Your objective:
How many lines of the data below contain the string "surface", with case taken into account? Give only the number.

Given records:
* * * * *

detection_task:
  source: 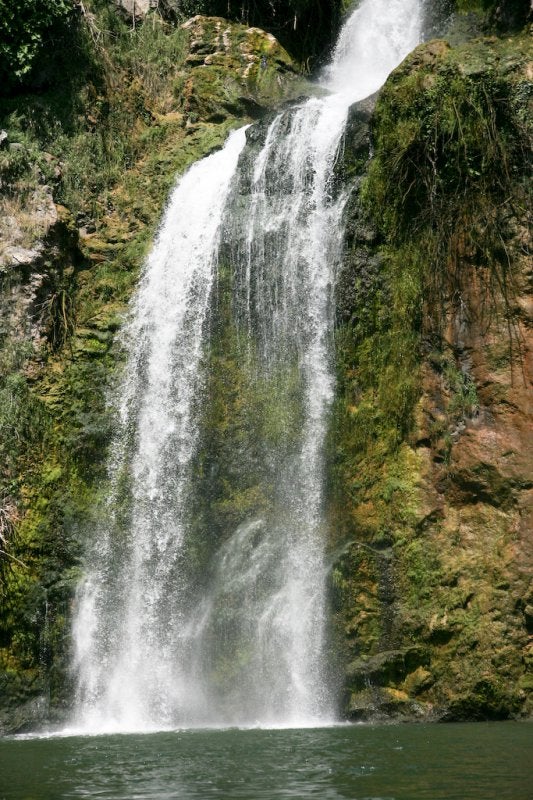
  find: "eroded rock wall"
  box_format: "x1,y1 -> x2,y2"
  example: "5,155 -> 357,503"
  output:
332,29 -> 533,719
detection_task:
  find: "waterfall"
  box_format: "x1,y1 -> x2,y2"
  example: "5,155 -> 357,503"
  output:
70,0 -> 421,731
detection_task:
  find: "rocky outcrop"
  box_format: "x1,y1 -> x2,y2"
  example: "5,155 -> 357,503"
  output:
181,16 -> 305,124
332,29 -> 533,719
0,7 -> 303,733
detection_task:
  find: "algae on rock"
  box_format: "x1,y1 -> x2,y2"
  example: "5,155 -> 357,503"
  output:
331,28 -> 533,719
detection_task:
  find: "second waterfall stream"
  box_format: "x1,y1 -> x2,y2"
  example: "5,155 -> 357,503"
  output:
72,0 -> 422,732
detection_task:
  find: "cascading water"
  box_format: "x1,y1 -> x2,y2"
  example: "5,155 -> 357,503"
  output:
70,0 -> 421,730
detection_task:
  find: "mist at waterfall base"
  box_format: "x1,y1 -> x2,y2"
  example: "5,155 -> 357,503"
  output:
63,0 -> 422,733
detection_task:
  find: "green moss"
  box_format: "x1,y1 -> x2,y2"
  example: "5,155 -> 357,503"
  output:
331,32 -> 527,718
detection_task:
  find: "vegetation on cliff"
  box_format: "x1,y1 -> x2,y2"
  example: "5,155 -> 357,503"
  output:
0,0 -> 533,729
0,1 -> 308,727
333,28 -> 532,719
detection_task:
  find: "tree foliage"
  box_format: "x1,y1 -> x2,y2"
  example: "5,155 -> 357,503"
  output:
0,0 -> 75,83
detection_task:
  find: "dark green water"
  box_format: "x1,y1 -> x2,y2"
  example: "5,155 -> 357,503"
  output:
0,723 -> 533,800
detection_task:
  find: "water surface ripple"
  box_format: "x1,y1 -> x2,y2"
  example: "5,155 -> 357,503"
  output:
0,723 -> 533,800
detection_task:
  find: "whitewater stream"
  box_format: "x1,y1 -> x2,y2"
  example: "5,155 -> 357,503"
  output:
71,0 -> 422,733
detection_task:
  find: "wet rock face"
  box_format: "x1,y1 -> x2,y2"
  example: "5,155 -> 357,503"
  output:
332,31 -> 533,719
181,16 -> 304,124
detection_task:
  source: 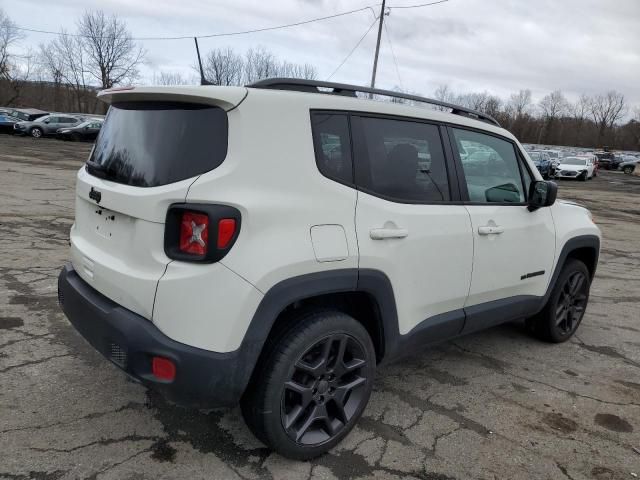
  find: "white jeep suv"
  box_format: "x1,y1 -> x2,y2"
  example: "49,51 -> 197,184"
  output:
58,79 -> 600,459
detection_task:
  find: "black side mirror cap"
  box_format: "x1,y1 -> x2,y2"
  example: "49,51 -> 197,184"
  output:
528,180 -> 558,212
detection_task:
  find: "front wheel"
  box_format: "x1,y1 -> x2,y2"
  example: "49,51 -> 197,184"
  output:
527,259 -> 591,343
241,311 -> 376,460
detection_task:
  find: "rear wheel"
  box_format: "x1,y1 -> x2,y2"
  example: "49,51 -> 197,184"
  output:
241,311 -> 376,460
527,259 -> 591,343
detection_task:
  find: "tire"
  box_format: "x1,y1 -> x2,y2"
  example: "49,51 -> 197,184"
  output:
527,259 -> 591,343
240,310 -> 376,460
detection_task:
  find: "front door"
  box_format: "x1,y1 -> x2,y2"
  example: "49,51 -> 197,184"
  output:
351,115 -> 473,342
450,128 -> 555,331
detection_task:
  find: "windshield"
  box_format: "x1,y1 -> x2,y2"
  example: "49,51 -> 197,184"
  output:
562,158 -> 587,165
87,102 -> 227,187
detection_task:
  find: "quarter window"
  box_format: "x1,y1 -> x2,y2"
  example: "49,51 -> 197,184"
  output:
453,128 -> 526,203
311,113 -> 353,184
353,117 -> 451,203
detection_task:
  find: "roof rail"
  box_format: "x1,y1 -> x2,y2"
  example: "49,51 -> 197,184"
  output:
247,78 -> 500,127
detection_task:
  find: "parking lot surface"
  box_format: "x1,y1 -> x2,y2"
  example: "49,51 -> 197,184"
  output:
0,135 -> 640,480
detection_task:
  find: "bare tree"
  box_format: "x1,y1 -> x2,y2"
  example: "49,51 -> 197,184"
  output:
244,47 -> 278,83
278,61 -> 318,80
433,85 -> 456,112
589,90 -> 626,141
538,90 -> 569,120
39,30 -> 87,111
153,72 -> 191,86
203,47 -> 245,85
78,10 -> 145,88
0,9 -> 32,104
195,47 -> 318,85
538,90 -> 569,143
507,89 -> 531,119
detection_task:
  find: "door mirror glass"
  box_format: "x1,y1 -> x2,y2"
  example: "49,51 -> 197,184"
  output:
529,180 -> 558,211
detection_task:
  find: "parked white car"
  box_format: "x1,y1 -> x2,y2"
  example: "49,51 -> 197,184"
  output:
555,156 -> 596,181
58,79 -> 600,459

* * * * *

Result for this exercise:
2